Task description >> In the answer, every entry must appear exactly as given.

** Information given follows **

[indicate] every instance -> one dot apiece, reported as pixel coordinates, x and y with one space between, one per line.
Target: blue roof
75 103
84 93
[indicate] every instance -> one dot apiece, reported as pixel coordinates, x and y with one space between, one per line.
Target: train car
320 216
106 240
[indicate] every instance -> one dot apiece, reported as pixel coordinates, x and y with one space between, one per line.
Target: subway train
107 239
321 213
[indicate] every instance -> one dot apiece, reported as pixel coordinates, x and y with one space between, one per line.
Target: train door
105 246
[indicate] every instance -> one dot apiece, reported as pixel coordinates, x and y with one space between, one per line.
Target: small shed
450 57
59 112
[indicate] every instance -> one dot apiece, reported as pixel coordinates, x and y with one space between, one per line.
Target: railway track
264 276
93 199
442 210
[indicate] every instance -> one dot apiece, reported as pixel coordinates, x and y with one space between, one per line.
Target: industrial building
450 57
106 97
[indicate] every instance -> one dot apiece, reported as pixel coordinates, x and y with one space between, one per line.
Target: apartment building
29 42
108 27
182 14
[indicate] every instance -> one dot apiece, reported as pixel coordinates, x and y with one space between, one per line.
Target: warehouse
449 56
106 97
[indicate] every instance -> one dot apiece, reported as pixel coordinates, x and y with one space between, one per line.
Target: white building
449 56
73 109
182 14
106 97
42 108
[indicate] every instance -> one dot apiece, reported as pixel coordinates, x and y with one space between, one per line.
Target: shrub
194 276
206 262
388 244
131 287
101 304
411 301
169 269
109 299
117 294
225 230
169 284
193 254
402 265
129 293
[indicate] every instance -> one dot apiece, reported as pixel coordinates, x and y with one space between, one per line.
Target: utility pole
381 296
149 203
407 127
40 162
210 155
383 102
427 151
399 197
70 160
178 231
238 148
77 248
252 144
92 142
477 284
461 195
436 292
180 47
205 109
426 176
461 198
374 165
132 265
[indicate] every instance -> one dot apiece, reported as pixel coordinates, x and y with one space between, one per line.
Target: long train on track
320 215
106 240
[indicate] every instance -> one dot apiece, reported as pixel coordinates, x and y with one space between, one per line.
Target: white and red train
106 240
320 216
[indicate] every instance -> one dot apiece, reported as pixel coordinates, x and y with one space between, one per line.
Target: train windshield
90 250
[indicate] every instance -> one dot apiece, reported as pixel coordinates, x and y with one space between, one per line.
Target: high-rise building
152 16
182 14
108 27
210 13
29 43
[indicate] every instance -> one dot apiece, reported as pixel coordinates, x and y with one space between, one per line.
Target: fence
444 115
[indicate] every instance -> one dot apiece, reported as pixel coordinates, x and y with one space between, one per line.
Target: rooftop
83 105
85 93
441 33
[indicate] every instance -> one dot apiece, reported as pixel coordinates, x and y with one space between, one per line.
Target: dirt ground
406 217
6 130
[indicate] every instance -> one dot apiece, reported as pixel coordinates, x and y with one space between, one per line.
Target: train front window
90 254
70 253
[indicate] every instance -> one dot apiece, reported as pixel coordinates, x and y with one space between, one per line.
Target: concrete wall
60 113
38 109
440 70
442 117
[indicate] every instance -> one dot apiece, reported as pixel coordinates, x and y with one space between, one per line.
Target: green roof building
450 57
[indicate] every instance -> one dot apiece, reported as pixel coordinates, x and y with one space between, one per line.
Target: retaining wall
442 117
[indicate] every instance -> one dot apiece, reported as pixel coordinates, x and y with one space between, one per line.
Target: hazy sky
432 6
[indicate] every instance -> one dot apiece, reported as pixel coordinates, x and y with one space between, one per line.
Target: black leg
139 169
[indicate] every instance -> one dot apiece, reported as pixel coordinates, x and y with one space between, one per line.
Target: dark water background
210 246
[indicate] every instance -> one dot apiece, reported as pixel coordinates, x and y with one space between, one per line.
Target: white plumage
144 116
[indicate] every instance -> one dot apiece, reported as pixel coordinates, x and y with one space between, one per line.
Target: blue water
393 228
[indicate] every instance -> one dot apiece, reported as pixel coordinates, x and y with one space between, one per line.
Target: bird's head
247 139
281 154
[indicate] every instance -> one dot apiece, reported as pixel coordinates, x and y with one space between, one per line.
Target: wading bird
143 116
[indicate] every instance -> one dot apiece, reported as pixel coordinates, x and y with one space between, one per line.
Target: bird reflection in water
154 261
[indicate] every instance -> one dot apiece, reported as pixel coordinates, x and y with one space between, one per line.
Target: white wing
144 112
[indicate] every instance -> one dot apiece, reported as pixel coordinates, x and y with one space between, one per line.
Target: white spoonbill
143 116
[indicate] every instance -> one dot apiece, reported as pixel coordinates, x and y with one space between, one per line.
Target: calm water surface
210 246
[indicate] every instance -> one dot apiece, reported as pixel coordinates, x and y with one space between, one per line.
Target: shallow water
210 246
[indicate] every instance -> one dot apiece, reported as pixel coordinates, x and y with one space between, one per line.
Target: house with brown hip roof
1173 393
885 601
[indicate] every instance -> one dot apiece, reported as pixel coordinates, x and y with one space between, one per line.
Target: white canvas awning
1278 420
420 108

** End of Information given **

Answer >>
[indicate] every instance -> one dot apiece, reported as pixel coordinates, x and y with one space between, one per line.
Target: blue roof
75 103
84 93
[indicate] every instance -> one dot apiece, reported as pixel coordinates, x and y with one space between, one per line.
Target: train car
320 216
106 240
[indicate] every instance -> one dot apiece, reported as pixel coordinates, x and y with one space between, one per line.
Target: subway train
107 239
321 213
[indicate] every instance -> one dot apiece, reported as pixel coordinates, x and y with one space between, one per line.
Target: train door
105 246
[indicate] every instance -> one dot apiece, reported as pixel coordinates, x and y with one space between, one per line.
Target: small shed
450 57
59 112
[indicate] every instance -> one dot apiece, reported as pixel coordinates, x and y with one space between, one per line.
Target: railway track
264 276
93 199
442 210
[indicate] every instance -> one dot apiece, reported as pixel coordinates, x and y with one space between, one per line.
Target: industrial building
450 57
106 97
[indicate] every instance -> one dot apiece, reported as pixel coordinates, x and y with one space between, one per line.
Target: apartment building
29 42
108 27
182 14
[indicate] every instance -> one dot apiece, reported as pixel coordinates, x and y with one space between, one per line.
Target: warehouse
449 56
106 97
[indicate] every instance -> one dot apiece, reported as pixel coordinates, x and y with one space between, one per line.
Target: white building
449 56
73 109
182 14
106 97
42 108
[indicate] every instance -> one dot apiece, reported as pixel coordinates, x and y with one space between, one per line.
Target: shrub
194 276
206 262
388 244
131 287
101 304
411 301
169 269
109 299
117 294
225 230
169 284
193 254
402 265
129 293
[indicate] every instance -> one dot apiece, reported as pixel coordinates, x and y with one space between, one per line.
Target: utility pole
381 296
149 203
407 127
40 162
210 155
383 102
427 151
399 197
70 160
178 231
238 148
77 248
252 144
92 142
477 284
461 195
436 292
180 47
205 109
426 176
461 198
374 165
132 265
[indicate] every instance -> one dot apiece, reported as pixel coordinates, x and y with one space between, one per line.
Target: long train on track
320 215
106 240
[indicate] every instance -> one dot apiece, reported as pixel coordinates, x and y with one space between, one per line.
Target: white and red train
106 240
320 216
[indicate] every instance -> one dot apiece, reported as pixel coordinates, x and y with one space between, one per line.
Target: train windshield
90 250
[indicate] every instance -> one dot apiece, reported as pixel coordinates, x and y with one space between, one per line.
Target: high-rise building
152 16
182 14
108 27
210 13
29 43
[indicate] every instance -> one dot apiece, reported as pixel coordinates, x and y with one space between, one per line.
Target: fence
444 115
[indicate] every instance -> one dot apiece, reported as pixel coordinates, x and y with one space between, one per line.
Target: rooftop
83 105
85 93
441 33
[indicate] every instance -> one dot apiece, reported as pixel coordinates, x and y with one space between, one per line.
Target: dirt ground
406 217
6 130
[indicate] every instance -> one dot apiece, reported as pixel coordinates, x and y with one space between, one per line.
Target: train front window
90 254
70 253
[indicate] every instance -> one dot apiece, reported as pixel coordinates, x and y with one space between, one per line.
Target: concrete wall
60 113
38 109
440 70
442 117
[indicate] every instance -> one dot apiece, reported as pixel coordinates, x and y with one space between, one per line.
Target: green roof building
450 57
[indicate] every instance -> one dot apiece, reported as pixel coordinates, x and y with one space between, one per line.
Target: retaining wall
442 117
[indicate] every instance -> one dot apiece, reported as pixel coordinates, x and y with one space between, one per line.
Target: hazy sky
432 6
[indicate] every instance -> one dot apiece, reported as pixel coordinates, x and y with one space between, one per line.
Target: black leg
139 169
[indicate] every instance -> one dot apiece, reported as pixel coordinates, x and y with one space between, one per line.
Target: dark water background
210 246
[indicate] every instance -> one dot apiece, reported as pixel coordinates, x and y with one space between, one per line.
Target: white plumage
144 116
[indicate] every instance -> one dot apiece, reported as pixel coordinates, x and y with one space between, one per line.
Target: blue water
393 228
[indicate] every instance -> one dot apiece, reported as pixel coordinates, x and y with one space between, one per line.
Target: bird's head
247 139
281 154
[indicate] every instance -> one dot apiece, reported as pixel coordinates, x and y with one space between, one per line.
Target: wading bird
143 116
[indicate] every instance -> one dot apiece, reported as pixel coordinates, x and y with one space between, one per line.
Target: bird reflection in water
154 261
[indicate] every instance -> one dot apiece, reported as pixel coordinates, x and y with one space between, one per line.
Target: white wing
144 112
[indicate] every instance -> one dot apiece, reported as pixel coordinates, x and y with one space between, one per line.
Target: white spoonbill
143 116
[indicate] every instance -> one dot apiece, reported as pixel coordinates, x and y with one space between, one per line.
Target: calm water surface
210 246
[indicate] every instance -> one dot apiece, reported as pixel coordinates, x and y with one space between, one per line.
Target: shallow water
210 246
[indicate] every instance -> one dot apiece, reported as pixel coordinates, x and y with one space between, one per line.
Target: house with brown hip roof
1173 393
885 601
[indicate] every instance -> one dot apiece, reported as pixel coordinates, x and y with one space between, one per line.
Target: white canvas awning
1278 420
420 108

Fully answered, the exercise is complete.